Given passage:
----
This is a deep concept. It is as close to a “learning” program as I have seen. You simply tell it once, then you can use this self-referencing definition.

Stage III

Again, in the C compiler, Figure 5 represents the high-level control of the C compiler where the routine “compile” is called to compile the next line of source. Figure 6 shows a simple modification to the compiler that will deliberately miscompile source whenever a particular pattern is matched. If this were not deliberate, it would be called a compiler “bug.” Since it is deliberate, it should be called a “Trojan horse.”


The actual bug I planted in the compiler would match code in the UNIX “login” command. The replacement code would miscompile the login command so that it would accept either the intended encrypted password or a particular known password. Thus if this code were installed in binary and the binary were used to compile the login command, I could log into that system as any user.

Such blatant code would not go undetected for long. Even the most casual perusal of the source of the C compiler would raise suspicions.


The final step is represented in Figure 7. This simply adds a second Trojan horse to the one that already exists. The second pattern is aimed at the C compiler. The replacement code is a Stage I self-reproducing program that inserts both Trojan horses into the compiler. This requires a learning phase as in the Stage II example. First we compile the modified source with the normal C compiler to produce a bugged binary. We install this binary as the official C. We can now remove the bugs from the source of the compiler and the new binary will reinsert the bugs whenever it is compiled. Of course, the login command will remain bugged with no trace in source anywhere.


The moral is obvious. You can’t trust code that you did not totally create yourself. (Especially code from companies that employ people like me.) No amount of source-level verification or scrutiny will protect you from using untrusted code. In demonstrating the possibility of this kind of attack, I picked on the C compiler. I could have picked on any program-handling program such as an assembler, a loader, or even hardware microcode. As the level of program gets lower, these bugs will be harder and harder to detect. A well installed microcode bug will be almost impossible to detect.
----
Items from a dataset
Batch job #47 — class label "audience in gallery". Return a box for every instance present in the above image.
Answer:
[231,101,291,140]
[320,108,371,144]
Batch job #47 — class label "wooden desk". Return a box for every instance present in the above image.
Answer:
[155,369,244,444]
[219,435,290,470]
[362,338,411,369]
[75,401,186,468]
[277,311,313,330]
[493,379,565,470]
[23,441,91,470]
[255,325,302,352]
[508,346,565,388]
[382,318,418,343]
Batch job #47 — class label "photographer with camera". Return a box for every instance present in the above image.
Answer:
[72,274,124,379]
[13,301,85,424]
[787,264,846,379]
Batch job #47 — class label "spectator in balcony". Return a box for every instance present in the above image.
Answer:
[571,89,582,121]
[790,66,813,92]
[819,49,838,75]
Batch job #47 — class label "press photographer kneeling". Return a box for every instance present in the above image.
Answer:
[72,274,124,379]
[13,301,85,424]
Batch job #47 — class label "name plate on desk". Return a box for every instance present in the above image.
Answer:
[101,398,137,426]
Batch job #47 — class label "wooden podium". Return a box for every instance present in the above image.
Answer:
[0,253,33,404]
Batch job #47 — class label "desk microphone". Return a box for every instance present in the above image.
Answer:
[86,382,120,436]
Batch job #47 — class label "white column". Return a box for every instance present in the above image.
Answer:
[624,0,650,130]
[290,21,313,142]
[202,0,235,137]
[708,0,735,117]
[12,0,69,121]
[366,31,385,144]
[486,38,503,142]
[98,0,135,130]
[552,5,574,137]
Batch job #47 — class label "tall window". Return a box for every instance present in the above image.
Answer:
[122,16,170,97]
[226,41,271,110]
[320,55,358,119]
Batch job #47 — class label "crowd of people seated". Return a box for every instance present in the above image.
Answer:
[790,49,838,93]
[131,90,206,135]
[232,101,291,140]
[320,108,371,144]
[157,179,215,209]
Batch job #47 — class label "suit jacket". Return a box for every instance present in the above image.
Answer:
----
Actions to take:
a. Decide whether each statement below agrees with the passage on the compiler Trojan horse. Answer yes or no for each, and quote the words from the passage that settle it.
(i) The planted bug let the login command accept a particular known password as well as the intended one.
(ii) Once the bugged binary is installed as the official compiler, the bugs have to stay in the compiler's source.
(iii) According to the passage, bugs become easier to detect as the level of program gets lower.
b. Resume the passage on the compiler Trojan horse, writing on from the sentence that ends it.

Solved tasks:
a.
(i) Yes: "it would accept either the intended encrypted password or a particular known password."
(ii) No: "We can now remove the bugs from the source of the compiler and the new binary will reinsert the bugs whenever it is compiled."
(iii) No: "As the level of program gets lower, these bugs will be harder and harder to detect."

b.
After trying to convince you that I cannot be trusted, I wish to moralize. I would like to criticize the press in its handling of the “hackers,” the 414 gang, the Dalton gang, etc. The acts performed by these kids are vandalism at best and probably trespass and theft at worst. It is only the inadequacy of the criminal code that saves the hackers from very serious prosecution. The companies that are vulnerable to this activity (and most large companies are very vulnerable) are pressing hard to update the criminal code. Unauthorized access to computer systems is already a serious crime in a few states and is currently being addressed in many more state legislatures as well as Congress.

There is an explosive situation brewing. On the one hand, the press, television, and movies make heroes of vandals by calling them whiz kids. On the other hand, the acts performed by these kids will soon be punishable by years in prison.

I have watched kids testifying before Congress. It is clear that they are completely unaware of the seriousness of their acts. There is obviously a cultural gap. The act of breaking into a computer system has to have the same social stigma as breaking into a neighbor’s house. It should not matter that the neighbor’s door is unlocked. The press must learn that misguided use of a computer is no more amazing than drunk driving of an automobile.


I first read of the possibility of such a Trojan horse in an Air Force critique (4) of the security of an early implementation of Multics.


• Bobrow, D.G., Burchfiel, J.D., Murphy, D.L., and Tomlinson, R.S. TENEX, a paged time-sharing system for the PDP-10. Commun. ACM 15, 3 (Mar. 1972), 135-143.
• Kernighan, B.W., and Ritchie, D.M. The C Programming Language. Prentice-Hall, Englewood Cliffs, N.J., 1978.
• Ritchie, D.M., and Thompson, K. The UNIX time-sharing system. Commun. ACM 17, 7(July 1974), 365-375.
• Karger, P.A., and Schell, R.R. Multics Security Evaluation: Vulnerability Analysis. ESD-TR-74-193, Vol II, June 1974, p 52.